--- Work instructions ---
Every entry needs to appear again exactly as written below.
=-=-=
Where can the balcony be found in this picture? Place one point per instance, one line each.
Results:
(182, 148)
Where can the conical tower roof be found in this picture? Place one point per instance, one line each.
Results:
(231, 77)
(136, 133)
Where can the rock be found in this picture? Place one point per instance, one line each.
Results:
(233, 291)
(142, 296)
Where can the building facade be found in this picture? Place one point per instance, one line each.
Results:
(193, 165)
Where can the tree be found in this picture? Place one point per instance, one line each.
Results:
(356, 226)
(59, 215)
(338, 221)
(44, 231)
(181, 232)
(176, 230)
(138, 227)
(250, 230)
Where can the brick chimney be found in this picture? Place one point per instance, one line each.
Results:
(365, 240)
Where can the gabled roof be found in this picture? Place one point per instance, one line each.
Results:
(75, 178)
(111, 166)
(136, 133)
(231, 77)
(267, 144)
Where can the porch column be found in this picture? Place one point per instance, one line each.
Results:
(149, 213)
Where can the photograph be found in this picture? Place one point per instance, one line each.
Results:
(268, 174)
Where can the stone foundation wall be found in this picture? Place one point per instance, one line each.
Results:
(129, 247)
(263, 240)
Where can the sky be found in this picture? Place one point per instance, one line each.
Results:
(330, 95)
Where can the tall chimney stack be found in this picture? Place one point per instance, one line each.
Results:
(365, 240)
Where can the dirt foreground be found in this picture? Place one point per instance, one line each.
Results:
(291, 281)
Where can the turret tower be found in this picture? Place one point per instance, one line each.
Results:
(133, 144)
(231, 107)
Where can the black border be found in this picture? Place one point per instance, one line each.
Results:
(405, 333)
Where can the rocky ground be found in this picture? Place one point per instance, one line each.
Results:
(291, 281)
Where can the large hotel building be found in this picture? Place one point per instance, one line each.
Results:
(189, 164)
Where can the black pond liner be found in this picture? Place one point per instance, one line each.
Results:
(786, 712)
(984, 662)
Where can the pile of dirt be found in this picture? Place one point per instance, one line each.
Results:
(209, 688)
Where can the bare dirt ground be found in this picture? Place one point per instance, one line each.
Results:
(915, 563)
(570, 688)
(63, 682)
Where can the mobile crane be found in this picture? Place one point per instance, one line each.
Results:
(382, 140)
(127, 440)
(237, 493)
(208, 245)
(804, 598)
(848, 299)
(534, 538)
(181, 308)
=-=-=
--- Your solution ---
Where can the balcony be found in this picture? Place one point per instance, one line each.
Results:
(182, 148)
Where can the conical tower roof be found in this picture? Place one point per instance, one line each.
Results:
(231, 77)
(136, 133)
Where can the rock be found in this picture? Place one point per instance, one line each.
Results:
(233, 291)
(142, 296)
Where can the building facade be found in this picture? Place one point per instance, one line each.
Results:
(193, 165)
Where can the tree be found in this picture? Place one point per instance, one line each.
Results:
(356, 226)
(59, 215)
(338, 221)
(44, 231)
(181, 232)
(176, 230)
(138, 227)
(250, 230)
Where can the brick chimney be found in this picture? Place one point per instance, one line each.
Results:
(365, 240)
Where can the gabled roof be found in this picture? Place one point per instance, one line each.
Results:
(75, 178)
(111, 166)
(136, 133)
(231, 77)
(267, 144)
Where can the porch column be found in this picture? Place one point per instance, one line each.
Results:
(149, 213)
Where can the photograph be found in this picture? Place one point per instance, one line each.
Results:
(268, 174)
Where can the stone foundation wall be found in this picture? Place one point per instance, one line each.
Results:
(129, 247)
(263, 240)
Where can the sky be found in this picture? Place one point per instance, one line each.
Results:
(330, 95)
Where can the tall chimney stack be found in this picture? Place one point per instance, one line each.
Results:
(365, 240)
Where can the dirt foreground be found in this picture? Place one point per instance, one line each.
Results:
(291, 281)
Where can the turret tower be found in this picture? Place one point per instance, one line each.
Results:
(133, 144)
(231, 107)
Where can the black border be found in this picture? Place one point per instance, one line each.
Results:
(405, 333)
Where can the rocky ground be found in this picture? Place one point per instance, one line each.
Results:
(291, 281)
Where can the large hotel building be found in this picture? Place one point per instance, one line each.
Results:
(189, 164)
Where can the black pond liner be found in this picture? Place one point per instance, one line each.
Results:
(786, 712)
(984, 662)
Where can the pile of dirt be found in this picture? Place one point per instance, one line each.
Results:
(209, 688)
Where can the bare dirt ground be found in this picture? Place one point per instance, one line each.
Results:
(915, 563)
(570, 688)
(63, 682)
Where can the mobile crane be found in this picture? Place one point per instance, one line each.
Results:
(382, 140)
(127, 440)
(237, 493)
(208, 245)
(804, 598)
(848, 299)
(534, 538)
(181, 308)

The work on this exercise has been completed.